2022-04-15 15:29:18

by Ira Weiny

[permalink] [raw]
Subject: [PATCH V8 07/10] cxl/mem: Read CDAT table

From: Jonathan Cameron <[email protected]>

The OS will need CDAT data from CXL devices to properly set up
interleave sets. Currently this is supported by a through a DOE mailbox
which supports CDAT. But any cxl_mem object can provide this data later
if need be, for example for testing.

Cache the CDAT data for later parsing. Provide a sysfs binary attribute
to allow dumping of the CDAT.

Binary dumping is modeled on /sys/firmware/ACPI/tables/

The ability to dump this table will be very useful for emulation of real
devices once they become available as QEMU CXL type 3 device emulation will
be able to load this file in.

This does not support table updates at runtime. It will always provide
whatever was there when first cached. Handling of table updates can be
implemented later.

Finally create a complete list of DOE defines within cdat.h for code
wishing to decode the CDAT table.

Signed-off-by: Jonathan Cameron <[email protected]>
Co-developed-by: Ira Weiny <[email protected]>
Signed-off-by: Ira Weiny <[email protected]>

---
Changes from V6:
Fix issue with devm use
Move cached cdat data to cxl_dev_state
Use new pci_doe_submit_task()
Ensure the aux driver is locked while processing tasks
Rebased on cxl-pending

Changes from V5:
Add proper guards around cdat.h
Split out finding the CDAT DOE mailbox
Use cxl_cdat to group CDAT data together
Adjust to use auxiliary_find_device() to find the DOE device
which supplies the CDAT protocol.
Rebased to latest
Remove dev_dbg(length)

LISTED ENTRIES:

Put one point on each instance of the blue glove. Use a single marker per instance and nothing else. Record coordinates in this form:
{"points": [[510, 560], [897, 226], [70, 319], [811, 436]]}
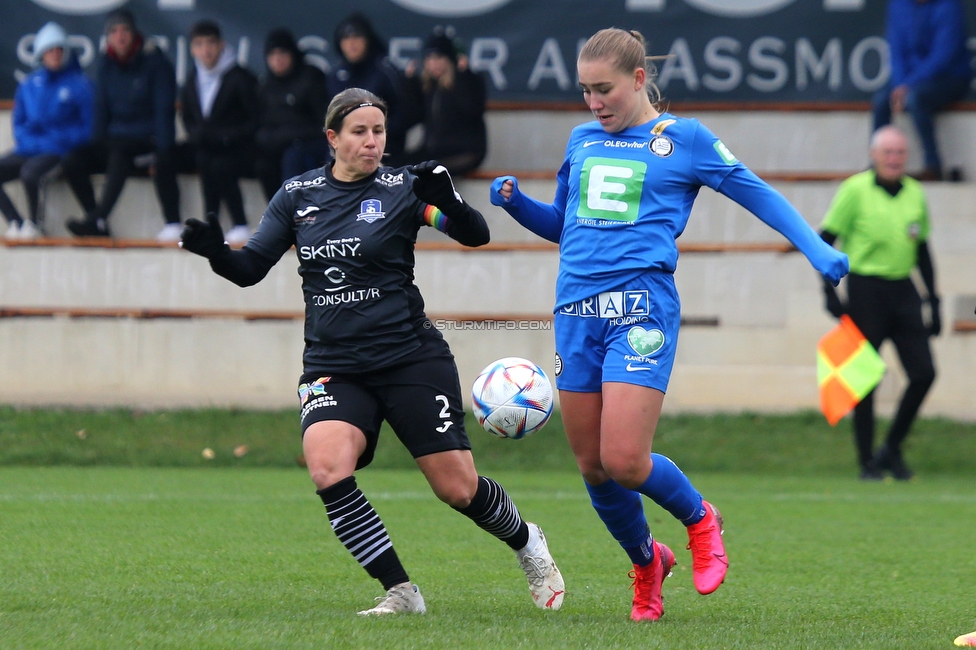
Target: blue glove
{"points": [[831, 263], [494, 194]]}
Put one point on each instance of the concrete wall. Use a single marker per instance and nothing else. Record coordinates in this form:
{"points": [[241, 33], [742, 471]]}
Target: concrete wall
{"points": [[761, 357]]}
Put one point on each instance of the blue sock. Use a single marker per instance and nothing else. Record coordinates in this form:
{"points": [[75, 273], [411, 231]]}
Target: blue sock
{"points": [[623, 514], [668, 487]]}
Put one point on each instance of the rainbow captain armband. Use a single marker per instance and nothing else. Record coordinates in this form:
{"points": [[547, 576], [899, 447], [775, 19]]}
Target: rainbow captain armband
{"points": [[434, 218]]}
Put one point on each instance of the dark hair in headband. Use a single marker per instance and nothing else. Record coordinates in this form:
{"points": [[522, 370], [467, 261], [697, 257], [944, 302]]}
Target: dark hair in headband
{"points": [[346, 102]]}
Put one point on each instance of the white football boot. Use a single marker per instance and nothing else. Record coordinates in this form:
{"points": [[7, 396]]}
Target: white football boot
{"points": [[403, 598], [545, 581]]}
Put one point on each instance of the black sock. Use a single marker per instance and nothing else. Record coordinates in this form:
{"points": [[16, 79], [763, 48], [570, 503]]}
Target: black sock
{"points": [[492, 509], [362, 532]]}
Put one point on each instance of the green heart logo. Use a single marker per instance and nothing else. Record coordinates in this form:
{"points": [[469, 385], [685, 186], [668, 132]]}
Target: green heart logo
{"points": [[645, 342]]}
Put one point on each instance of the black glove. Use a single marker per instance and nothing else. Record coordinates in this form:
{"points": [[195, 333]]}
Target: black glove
{"points": [[935, 326], [204, 238], [834, 305], [433, 185]]}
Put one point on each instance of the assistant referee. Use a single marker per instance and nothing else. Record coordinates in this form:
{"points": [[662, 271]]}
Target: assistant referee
{"points": [[881, 218]]}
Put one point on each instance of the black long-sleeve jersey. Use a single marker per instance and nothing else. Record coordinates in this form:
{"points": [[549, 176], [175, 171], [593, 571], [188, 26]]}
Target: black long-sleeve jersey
{"points": [[355, 244]]}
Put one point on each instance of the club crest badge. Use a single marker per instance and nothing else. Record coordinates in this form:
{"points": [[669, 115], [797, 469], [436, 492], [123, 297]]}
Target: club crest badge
{"points": [[370, 210]]}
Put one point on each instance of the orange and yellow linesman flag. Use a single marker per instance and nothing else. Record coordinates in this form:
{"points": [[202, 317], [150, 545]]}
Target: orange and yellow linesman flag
{"points": [[848, 368]]}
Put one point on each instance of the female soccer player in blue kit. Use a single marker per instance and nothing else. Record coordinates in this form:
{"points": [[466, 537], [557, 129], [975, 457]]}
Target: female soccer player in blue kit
{"points": [[624, 194]]}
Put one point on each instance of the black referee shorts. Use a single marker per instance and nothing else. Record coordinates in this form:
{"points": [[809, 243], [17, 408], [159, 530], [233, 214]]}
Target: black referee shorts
{"points": [[421, 401], [892, 309]]}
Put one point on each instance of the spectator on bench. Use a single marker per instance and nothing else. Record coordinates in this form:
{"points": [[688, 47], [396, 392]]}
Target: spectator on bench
{"points": [[363, 64], [220, 113], [454, 107], [52, 115], [135, 115], [929, 69], [293, 102]]}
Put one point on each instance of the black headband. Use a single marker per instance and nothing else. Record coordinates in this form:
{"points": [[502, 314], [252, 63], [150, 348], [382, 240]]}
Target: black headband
{"points": [[341, 116]]}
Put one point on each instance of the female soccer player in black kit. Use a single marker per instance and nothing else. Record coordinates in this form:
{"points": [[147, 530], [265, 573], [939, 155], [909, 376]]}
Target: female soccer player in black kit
{"points": [[370, 352]]}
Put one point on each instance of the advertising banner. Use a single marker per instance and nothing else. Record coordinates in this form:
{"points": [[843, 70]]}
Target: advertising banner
{"points": [[721, 50]]}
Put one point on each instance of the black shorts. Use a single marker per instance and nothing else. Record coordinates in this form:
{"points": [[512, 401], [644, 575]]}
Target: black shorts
{"points": [[421, 400]]}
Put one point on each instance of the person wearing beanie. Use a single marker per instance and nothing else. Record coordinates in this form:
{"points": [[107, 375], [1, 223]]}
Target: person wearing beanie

EXERCISE 1: List every change given under "Changes from V6:" in the CDAT patch text.
EXERCISE 2: According to the CDAT patch text, what is the binary dumping of the CDAT modeled on?
EXERCISE 3: Carry on the CDAT patch text from the point where it stops.
The items are separate from the CDAT patch text.

EXPECTED OUTPUT 1:
- Fix issue with devm use
- Move cached cdat data to cxl_dev_state
- Use new pci_doe_submit_task()
- Ensure the aux driver is locked while processing tasks
- Rebased on cxl-pending

EXPECTED OUTPUT 2: It is modeled on /sys/firmware/ACPI/tables/.

EXPECTED OUTPUT 3:
Remove unneeded DOE Table access defines
Move CXL_DOE_PROTOCOL_TABLE_ACCESS define into this patch where
it is used

Changes from V4:
Split this into it's own patch
Rearchitect this such that the memdev driver calls into the DOE
driver via the cxl_mem state object. This allows CDAT data to
come from any type of cxl_mem object not just PCI DOE.
Rebase on new struct cxl_dev_state
---
drivers/cxl/cdat.h | 97 ++++++++++++++++++++++++
drivers/cxl/core/memdev.c | 38 ++++++++++
drivers/cxl/cxlmem.h | 26 +++++++
drivers/cxl/cxlpci.h | 1 +
drivers/cxl/pci.c | 153 ++++++++++++++++++++++++++++++++++++++
5 files changed, 315 insertions(+)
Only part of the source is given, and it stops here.